## WHAT YOU NEED TO DO
Please repeat word for word the lines of the listing below, starting with the line that contains "Point out the dark storm cloud in this photo." and going on through the listing's final line.

## DATA SUPPLIED
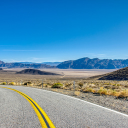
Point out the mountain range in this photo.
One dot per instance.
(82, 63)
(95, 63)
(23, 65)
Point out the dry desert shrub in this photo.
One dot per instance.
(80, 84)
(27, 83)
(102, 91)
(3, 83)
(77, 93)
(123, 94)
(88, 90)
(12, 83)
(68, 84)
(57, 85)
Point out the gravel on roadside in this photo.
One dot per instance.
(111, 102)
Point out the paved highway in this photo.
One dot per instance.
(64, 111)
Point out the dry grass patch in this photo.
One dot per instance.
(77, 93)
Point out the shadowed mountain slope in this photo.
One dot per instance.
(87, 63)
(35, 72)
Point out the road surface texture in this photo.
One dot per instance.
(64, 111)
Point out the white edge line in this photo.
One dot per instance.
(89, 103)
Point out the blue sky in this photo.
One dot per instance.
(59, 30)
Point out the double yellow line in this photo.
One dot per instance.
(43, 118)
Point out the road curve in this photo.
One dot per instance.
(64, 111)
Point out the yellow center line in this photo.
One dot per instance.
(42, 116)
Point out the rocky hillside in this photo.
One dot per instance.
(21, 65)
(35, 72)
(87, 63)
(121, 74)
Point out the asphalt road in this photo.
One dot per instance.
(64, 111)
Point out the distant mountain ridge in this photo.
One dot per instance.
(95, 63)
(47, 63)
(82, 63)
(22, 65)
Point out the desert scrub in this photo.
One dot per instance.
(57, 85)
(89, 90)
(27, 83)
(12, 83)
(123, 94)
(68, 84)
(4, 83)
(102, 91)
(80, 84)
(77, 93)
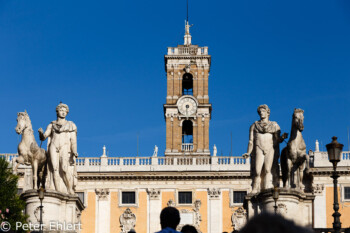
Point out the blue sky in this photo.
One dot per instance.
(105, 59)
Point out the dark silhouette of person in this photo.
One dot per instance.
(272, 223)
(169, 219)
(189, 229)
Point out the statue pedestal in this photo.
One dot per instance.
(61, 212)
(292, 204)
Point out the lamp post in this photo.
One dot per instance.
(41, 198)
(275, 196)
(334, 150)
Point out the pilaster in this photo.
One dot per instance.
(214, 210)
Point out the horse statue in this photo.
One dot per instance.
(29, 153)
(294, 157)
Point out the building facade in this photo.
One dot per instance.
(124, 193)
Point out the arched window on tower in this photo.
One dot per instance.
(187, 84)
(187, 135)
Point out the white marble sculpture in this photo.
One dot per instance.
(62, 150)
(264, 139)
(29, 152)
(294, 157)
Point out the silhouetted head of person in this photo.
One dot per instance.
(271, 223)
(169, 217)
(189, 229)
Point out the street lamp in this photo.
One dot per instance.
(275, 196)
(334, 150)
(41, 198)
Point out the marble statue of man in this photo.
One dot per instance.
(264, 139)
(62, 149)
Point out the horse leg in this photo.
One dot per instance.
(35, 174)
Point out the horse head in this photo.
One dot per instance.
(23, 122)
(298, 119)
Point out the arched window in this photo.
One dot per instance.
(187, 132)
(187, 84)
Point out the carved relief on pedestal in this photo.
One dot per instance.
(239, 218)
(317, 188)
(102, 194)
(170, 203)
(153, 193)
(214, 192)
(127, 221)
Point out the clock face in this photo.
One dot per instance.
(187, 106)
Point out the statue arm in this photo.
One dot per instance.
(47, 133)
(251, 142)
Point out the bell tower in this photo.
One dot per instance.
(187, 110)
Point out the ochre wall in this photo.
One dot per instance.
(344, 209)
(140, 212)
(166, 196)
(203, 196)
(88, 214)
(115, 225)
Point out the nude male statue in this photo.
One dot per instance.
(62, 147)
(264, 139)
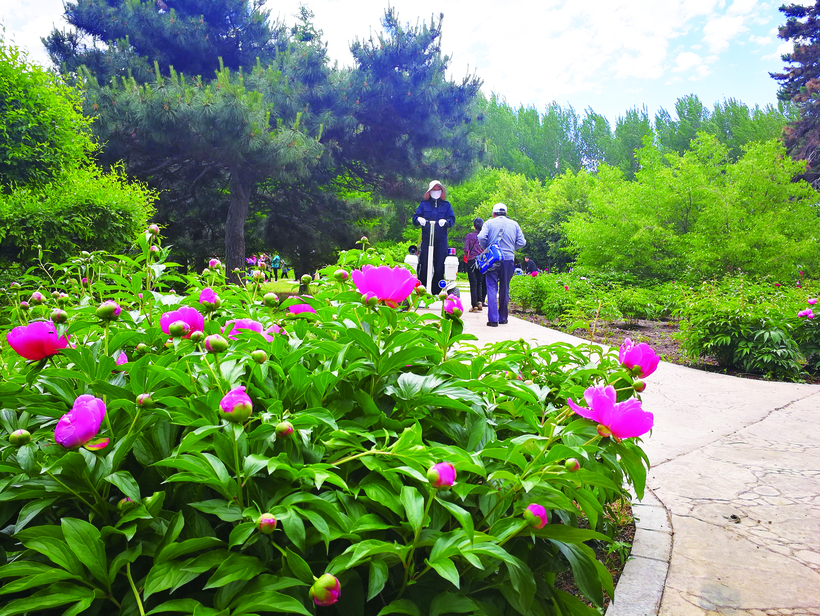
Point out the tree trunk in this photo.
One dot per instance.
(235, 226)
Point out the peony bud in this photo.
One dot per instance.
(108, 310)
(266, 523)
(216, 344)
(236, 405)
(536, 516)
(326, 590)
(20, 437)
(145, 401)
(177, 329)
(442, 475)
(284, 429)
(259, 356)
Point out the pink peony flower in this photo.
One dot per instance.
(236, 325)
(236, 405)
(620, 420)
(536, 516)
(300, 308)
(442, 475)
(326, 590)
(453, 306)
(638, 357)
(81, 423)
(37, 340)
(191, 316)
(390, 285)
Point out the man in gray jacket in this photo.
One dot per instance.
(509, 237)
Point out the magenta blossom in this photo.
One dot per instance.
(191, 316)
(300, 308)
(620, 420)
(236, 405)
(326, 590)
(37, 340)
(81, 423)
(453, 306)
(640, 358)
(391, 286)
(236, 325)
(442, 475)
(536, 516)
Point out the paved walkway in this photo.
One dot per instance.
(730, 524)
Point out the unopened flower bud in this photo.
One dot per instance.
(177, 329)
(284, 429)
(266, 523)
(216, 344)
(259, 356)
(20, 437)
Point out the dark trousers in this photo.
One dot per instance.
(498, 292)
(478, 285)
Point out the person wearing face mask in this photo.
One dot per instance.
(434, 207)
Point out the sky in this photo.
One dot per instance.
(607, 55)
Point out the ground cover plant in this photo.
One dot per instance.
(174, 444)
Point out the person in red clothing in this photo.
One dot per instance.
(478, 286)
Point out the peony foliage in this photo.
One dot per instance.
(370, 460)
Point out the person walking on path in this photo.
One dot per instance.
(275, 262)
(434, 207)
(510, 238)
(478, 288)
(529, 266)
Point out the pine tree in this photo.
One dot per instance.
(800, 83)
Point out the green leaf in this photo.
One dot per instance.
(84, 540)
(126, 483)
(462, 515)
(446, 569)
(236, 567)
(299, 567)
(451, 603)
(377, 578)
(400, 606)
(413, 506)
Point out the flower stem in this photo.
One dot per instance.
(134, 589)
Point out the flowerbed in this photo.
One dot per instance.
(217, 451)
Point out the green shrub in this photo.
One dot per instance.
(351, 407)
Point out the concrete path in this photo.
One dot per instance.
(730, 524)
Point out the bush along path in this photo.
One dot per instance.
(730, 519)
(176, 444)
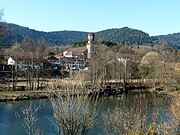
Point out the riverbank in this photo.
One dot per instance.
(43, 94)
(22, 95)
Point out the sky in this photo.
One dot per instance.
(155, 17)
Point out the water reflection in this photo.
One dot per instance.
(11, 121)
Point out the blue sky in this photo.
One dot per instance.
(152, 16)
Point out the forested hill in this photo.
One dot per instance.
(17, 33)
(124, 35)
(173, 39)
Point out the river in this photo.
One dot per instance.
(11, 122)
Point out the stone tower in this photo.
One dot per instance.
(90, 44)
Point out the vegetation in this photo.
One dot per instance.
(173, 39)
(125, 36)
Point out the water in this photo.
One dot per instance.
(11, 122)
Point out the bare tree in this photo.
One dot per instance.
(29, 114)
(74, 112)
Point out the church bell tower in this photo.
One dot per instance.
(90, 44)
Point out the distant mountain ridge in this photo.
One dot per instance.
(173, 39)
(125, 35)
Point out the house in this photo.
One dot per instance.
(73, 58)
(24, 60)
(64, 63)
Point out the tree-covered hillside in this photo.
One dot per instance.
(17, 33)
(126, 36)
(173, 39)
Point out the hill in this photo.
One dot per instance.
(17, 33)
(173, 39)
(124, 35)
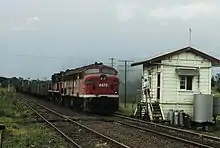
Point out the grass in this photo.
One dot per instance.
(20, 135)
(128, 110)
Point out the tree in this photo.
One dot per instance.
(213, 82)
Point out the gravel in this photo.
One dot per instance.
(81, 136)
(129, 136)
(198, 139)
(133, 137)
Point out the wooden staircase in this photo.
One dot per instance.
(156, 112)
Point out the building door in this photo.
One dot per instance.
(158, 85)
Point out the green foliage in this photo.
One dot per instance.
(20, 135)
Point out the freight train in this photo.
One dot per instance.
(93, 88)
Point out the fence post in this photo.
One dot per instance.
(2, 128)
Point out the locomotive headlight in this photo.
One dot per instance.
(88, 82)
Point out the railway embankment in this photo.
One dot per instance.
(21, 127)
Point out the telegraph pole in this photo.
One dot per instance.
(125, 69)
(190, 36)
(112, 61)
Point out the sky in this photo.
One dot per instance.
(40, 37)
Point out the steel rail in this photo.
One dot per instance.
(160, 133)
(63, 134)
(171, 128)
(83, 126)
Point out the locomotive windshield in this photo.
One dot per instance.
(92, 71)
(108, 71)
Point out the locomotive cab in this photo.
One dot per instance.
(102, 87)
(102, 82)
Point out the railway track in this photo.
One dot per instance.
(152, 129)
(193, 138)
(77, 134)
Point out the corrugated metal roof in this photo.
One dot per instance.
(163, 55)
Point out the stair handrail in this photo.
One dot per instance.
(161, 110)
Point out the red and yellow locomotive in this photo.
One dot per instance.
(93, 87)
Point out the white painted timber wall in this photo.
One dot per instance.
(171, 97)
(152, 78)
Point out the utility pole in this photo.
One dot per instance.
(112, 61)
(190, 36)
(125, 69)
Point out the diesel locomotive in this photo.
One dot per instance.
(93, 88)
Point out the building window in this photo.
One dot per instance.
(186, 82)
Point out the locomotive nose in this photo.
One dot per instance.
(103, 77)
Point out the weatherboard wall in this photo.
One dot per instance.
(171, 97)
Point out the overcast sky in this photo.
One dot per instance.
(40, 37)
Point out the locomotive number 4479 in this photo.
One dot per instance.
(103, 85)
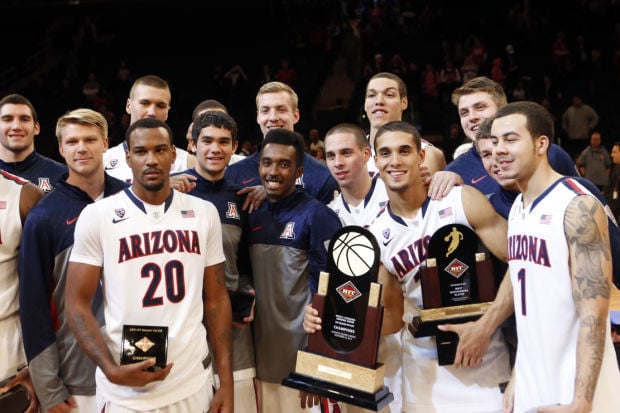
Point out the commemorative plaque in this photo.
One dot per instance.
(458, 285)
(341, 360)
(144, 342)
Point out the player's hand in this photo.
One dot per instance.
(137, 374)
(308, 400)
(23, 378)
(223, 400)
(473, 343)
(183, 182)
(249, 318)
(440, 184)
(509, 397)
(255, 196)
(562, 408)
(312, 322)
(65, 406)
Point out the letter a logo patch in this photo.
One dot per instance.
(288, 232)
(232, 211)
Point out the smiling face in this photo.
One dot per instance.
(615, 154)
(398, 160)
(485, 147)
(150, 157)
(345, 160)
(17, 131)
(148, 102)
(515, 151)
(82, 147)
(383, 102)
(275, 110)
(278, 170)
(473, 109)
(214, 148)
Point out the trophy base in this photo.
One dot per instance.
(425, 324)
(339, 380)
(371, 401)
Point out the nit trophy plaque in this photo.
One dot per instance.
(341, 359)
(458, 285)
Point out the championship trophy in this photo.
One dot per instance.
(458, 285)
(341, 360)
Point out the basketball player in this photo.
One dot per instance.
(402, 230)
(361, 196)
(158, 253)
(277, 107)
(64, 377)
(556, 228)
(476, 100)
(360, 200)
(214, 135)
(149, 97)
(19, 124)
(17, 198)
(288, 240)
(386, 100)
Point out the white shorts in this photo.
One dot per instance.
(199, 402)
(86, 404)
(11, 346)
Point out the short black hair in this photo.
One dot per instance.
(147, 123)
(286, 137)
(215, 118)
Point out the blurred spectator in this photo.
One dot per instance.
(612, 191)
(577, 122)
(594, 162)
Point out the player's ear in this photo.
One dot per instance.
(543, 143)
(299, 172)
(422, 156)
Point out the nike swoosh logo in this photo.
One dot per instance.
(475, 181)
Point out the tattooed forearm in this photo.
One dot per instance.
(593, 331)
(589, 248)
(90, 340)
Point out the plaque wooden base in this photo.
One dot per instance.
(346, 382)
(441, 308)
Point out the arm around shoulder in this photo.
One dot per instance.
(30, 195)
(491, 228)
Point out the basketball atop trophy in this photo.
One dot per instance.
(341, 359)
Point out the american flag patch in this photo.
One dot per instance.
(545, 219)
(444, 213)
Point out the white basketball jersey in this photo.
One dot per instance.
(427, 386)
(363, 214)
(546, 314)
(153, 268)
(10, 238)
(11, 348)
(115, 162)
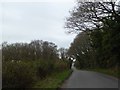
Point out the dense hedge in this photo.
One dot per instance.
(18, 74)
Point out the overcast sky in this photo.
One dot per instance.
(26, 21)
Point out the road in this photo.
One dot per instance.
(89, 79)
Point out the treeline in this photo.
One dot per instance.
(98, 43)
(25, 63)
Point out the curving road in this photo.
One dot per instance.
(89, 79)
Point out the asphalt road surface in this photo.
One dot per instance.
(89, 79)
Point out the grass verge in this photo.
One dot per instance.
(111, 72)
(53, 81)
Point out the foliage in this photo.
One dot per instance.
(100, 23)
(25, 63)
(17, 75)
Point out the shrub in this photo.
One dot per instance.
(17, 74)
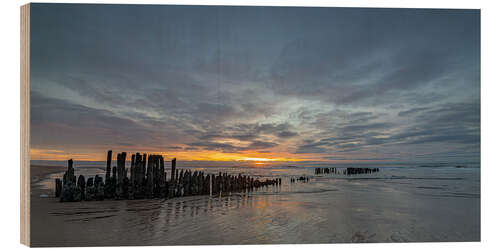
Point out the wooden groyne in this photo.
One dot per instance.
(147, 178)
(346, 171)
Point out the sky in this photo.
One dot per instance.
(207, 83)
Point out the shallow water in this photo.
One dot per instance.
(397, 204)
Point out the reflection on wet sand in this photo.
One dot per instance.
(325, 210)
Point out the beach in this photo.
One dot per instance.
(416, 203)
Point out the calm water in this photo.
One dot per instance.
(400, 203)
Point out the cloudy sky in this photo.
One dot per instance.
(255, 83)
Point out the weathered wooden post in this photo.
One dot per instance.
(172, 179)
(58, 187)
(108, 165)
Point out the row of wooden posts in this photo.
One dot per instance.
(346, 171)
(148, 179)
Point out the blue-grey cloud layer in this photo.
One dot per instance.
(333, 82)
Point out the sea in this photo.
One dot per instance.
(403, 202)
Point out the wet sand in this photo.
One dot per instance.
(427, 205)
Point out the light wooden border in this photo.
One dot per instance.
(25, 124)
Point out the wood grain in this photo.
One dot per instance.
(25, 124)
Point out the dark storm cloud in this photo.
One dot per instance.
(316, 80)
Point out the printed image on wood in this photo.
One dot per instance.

## ANSWER TO THIS TASK
Point out the dark storm cloud in this photo.
One dot per instance.
(316, 80)
Point out the printed image on wood in this photo.
One dot per instance.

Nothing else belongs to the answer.